**What this task involves**
Can you write out again the part of the records that opens with the line containing "target: eyebrow | mode: bbox" and runs through the end of the records, adding 58 to every bounding box coordinate and keeping each request line as it is? Give only that part, and leave the pictures out.
* Begin *
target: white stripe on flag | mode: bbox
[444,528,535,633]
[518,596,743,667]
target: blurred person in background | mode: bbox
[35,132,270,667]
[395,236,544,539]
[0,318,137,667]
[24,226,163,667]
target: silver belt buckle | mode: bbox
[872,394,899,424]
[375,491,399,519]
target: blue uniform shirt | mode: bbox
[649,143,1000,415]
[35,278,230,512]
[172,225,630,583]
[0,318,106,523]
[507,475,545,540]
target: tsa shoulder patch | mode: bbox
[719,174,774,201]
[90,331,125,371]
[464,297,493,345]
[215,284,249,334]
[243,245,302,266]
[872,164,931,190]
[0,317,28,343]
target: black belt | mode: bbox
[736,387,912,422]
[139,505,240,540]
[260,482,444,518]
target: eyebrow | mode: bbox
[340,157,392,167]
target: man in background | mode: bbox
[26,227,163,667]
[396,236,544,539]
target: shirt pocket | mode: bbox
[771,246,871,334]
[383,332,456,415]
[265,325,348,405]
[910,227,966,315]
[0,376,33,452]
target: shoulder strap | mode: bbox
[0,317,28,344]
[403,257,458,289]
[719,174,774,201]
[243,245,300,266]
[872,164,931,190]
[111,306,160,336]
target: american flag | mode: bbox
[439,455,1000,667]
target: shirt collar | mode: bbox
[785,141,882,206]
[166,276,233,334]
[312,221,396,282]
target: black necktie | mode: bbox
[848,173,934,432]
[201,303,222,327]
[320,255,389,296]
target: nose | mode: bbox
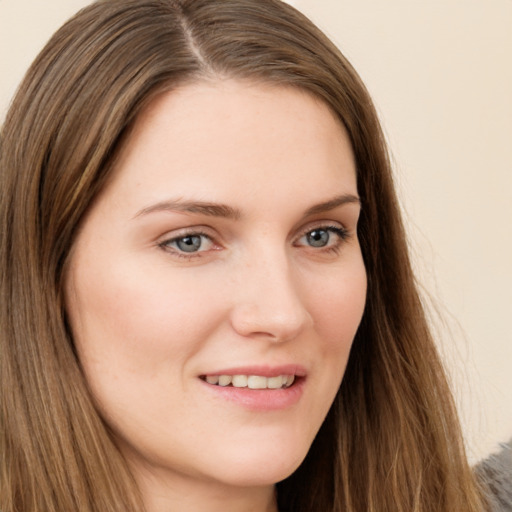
* End *
**Solution for this task**
target: eyebrow | mode: bbox
[398,215,450,225]
target: man in background | mode: bbox
[84,285,221,725]
[454,294,602,597]
target: shirt pocket | mode: bbox
[829,304,929,392]
[441,390,514,473]
[323,383,406,463]
[968,285,1024,373]
[58,434,91,510]
target: shoulder strap | mode: bbox
[58,375,86,402]
[461,315,516,347]
[777,232,832,259]
[301,303,358,324]
[930,222,989,248]
[169,364,218,394]
target: american flag | mode: bbox
[497,513,1058,725]
target: shirt collar | mode: bbox
[843,199,940,264]
[224,334,291,392]
[370,279,454,340]
target: black necktie | mode: bbox
[906,231,992,490]
[259,361,280,385]
[378,313,447,354]
target: nose | mode: bbox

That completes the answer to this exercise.